== Supplied information ==
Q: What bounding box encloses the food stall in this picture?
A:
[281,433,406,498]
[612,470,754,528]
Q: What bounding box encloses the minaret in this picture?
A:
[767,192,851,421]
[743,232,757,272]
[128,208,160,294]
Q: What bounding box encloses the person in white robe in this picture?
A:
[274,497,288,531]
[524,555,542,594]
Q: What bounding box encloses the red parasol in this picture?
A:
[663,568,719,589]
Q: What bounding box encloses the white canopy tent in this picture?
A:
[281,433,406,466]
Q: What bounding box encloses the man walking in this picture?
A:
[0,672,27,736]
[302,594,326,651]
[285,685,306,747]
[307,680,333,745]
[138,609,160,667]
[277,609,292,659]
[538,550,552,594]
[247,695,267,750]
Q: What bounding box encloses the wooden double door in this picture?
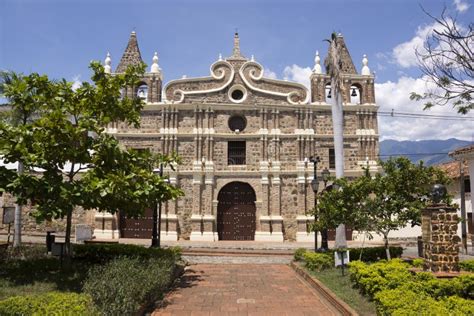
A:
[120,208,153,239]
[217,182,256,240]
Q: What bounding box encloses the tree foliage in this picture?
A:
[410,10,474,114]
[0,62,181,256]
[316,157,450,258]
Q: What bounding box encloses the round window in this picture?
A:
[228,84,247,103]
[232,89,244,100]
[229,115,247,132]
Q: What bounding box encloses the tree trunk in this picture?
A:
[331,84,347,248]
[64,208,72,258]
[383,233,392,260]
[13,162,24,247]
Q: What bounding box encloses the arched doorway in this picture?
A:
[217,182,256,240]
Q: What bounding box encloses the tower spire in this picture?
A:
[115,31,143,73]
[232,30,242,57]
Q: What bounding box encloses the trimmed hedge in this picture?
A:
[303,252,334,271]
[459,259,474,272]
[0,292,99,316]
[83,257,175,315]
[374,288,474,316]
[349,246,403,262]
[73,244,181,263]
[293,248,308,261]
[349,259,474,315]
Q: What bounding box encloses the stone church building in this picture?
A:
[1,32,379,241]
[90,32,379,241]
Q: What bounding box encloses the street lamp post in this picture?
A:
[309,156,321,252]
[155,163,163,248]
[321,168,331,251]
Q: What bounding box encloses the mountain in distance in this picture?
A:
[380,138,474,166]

== Exercise brief ==
Rewrite the whole listing above, putting "in this image" wherever "in this picture" appears and changing nothing else. Omit the picture from your version.

== Task solution ==
Q: What bounding box encloses the food stall in this image?
A:
[281,433,406,498]
[612,470,754,528]
Q: What bounding box encloses the minaret in this image?
A:
[767,192,851,421]
[743,232,757,272]
[128,208,160,294]
Q: What bounding box encloses the person in white robe in this image?
A:
[274,497,288,531]
[524,555,542,594]
Q: What bounding box encloses the red parasol in this image?
A:
[663,568,719,589]
Q: What bounding box encloses the white canopy tent in this image?
A:
[281,433,406,466]
Q: What bounding box encloses the man walking in this image?
A:
[0,672,27,736]
[302,594,326,651]
[285,685,306,747]
[307,680,333,745]
[138,609,160,667]
[277,609,292,659]
[538,550,552,594]
[247,695,267,750]
Q: What bounding box encloses the wooden double door in this image?
A:
[120,208,153,239]
[217,182,256,240]
Q: What bounding box encloses the tree foliage in this image?
A:
[410,10,474,114]
[0,62,181,256]
[316,157,450,258]
Q: What bounding box encloses the round window in this image?
A:
[228,84,247,103]
[232,89,244,100]
[229,115,247,132]
Q: What bounding box encloses the tree trunk in this image?
A:
[331,84,347,248]
[64,208,72,258]
[383,233,392,260]
[13,162,24,247]
Q: What bounding box encloses the arched doorway in this image?
A:
[217,182,256,240]
Q: What bounding box encloses the tower spire in this image?
A:
[115,31,143,73]
[232,30,242,57]
Q: What bounding box encloses the trimmed hedge in this image?
A:
[303,252,334,271]
[459,259,474,272]
[0,292,99,316]
[83,257,175,315]
[374,288,474,316]
[349,246,403,262]
[73,244,181,263]
[293,248,308,261]
[349,259,474,315]
Q: What bounding box encloses the stone church building in this image?
A:
[1,32,379,241]
[90,32,379,241]
Q: What bounding box encloses the street lamp post in this image?
A:
[309,156,321,252]
[155,163,163,248]
[321,168,331,251]
Q: What bounding box encloses the mountain in distance in this image?
A:
[380,138,474,166]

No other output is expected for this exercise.